------ RECORDS SHOWN

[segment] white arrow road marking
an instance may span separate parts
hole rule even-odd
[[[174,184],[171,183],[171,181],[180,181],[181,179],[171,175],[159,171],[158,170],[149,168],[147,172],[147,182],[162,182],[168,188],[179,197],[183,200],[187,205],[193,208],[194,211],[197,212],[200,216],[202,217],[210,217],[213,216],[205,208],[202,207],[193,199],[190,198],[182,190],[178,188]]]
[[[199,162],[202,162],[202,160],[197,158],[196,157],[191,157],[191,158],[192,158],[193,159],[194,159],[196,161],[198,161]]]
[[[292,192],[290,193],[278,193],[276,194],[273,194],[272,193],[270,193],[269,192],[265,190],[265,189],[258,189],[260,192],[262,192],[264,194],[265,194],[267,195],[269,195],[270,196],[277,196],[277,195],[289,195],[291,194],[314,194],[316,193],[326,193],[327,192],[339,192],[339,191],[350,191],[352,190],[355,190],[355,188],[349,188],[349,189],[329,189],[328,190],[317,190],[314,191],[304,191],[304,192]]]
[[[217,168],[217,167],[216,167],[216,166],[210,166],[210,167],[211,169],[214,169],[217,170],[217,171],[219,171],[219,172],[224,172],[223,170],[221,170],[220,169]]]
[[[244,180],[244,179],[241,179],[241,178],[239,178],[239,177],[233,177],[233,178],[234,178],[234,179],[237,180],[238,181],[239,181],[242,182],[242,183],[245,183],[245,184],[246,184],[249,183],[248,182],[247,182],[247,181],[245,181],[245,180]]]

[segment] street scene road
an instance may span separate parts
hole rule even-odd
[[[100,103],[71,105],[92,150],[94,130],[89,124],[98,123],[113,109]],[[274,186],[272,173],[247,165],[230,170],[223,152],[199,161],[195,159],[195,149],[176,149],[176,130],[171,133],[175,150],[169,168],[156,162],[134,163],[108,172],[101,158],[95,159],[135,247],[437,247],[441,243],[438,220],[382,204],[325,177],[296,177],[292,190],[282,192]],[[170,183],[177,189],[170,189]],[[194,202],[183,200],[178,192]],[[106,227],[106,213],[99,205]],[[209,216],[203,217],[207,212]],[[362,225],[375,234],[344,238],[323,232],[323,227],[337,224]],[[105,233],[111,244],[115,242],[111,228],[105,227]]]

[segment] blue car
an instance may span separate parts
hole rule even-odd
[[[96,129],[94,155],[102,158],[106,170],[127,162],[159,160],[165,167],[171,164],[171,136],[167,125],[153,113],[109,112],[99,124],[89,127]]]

------------

## PROBLEM TO WORK ON
Reproduce every one of the lines above without a single change.

## RESULT OF THIS TASK
[segment] white arrow road marking
an instance may span separate parts
hole rule even-odd
[[[174,184],[171,183],[171,181],[180,181],[181,179],[171,175],[159,171],[158,170],[149,168],[147,172],[147,182],[162,182],[168,188],[179,197],[183,200],[187,205],[193,208],[194,211],[197,212],[200,216],[202,217],[210,217],[213,216],[205,208],[202,207],[193,199],[190,198],[182,190],[178,188]]]
[[[199,162],[202,162],[202,160],[197,158],[196,157],[191,157],[191,158],[192,158],[193,159],[194,159],[196,161],[198,161]]]
[[[292,192],[290,193],[278,193],[276,194],[273,194],[272,193],[270,193],[269,192],[265,190],[265,189],[258,189],[260,192],[262,192],[264,194],[265,194],[267,195],[269,195],[270,196],[277,196],[277,195],[289,195],[291,194],[314,194],[316,193],[326,193],[327,192],[339,192],[339,191],[350,191],[352,190],[355,190],[355,188],[349,188],[349,189],[329,189],[328,190],[317,190],[314,191],[304,191],[304,192]]]
[[[217,168],[217,167],[216,167],[216,166],[210,166],[210,167],[211,169],[214,169],[217,170],[217,171],[219,171],[219,172],[224,172],[223,170],[221,170],[220,169]]]
[[[244,180],[244,179],[241,179],[241,178],[239,178],[239,177],[233,177],[233,178],[234,178],[234,179],[237,180],[238,181],[239,181],[242,182],[242,183],[245,183],[245,184],[246,184],[249,183],[248,182],[247,182],[247,181],[245,181],[245,180]]]

[segment] street scene road
an instance may span separate parts
hole rule even-odd
[[[100,103],[71,105],[92,150],[94,130],[89,124],[98,123],[113,109]],[[274,186],[272,173],[247,165],[230,170],[223,152],[199,161],[195,159],[195,149],[176,149],[176,130],[171,133],[175,150],[169,168],[156,162],[134,163],[108,172],[101,158],[95,159],[135,247],[437,247],[441,243],[438,220],[382,204],[325,177],[296,177],[292,190],[282,192]],[[170,183],[177,189],[170,189]],[[194,202],[183,200],[178,192]],[[106,227],[106,213],[99,205]],[[209,216],[203,217],[207,212]],[[362,225],[375,234],[344,238],[323,232],[323,227],[337,224]],[[105,233],[111,244],[115,242],[111,228],[105,227]]]

[segment] blue car
an instance may span separate parts
hole rule even-odd
[[[96,129],[94,155],[102,158],[106,170],[127,162],[159,160],[165,167],[171,164],[171,136],[167,125],[153,113],[109,112],[99,124],[89,127]]]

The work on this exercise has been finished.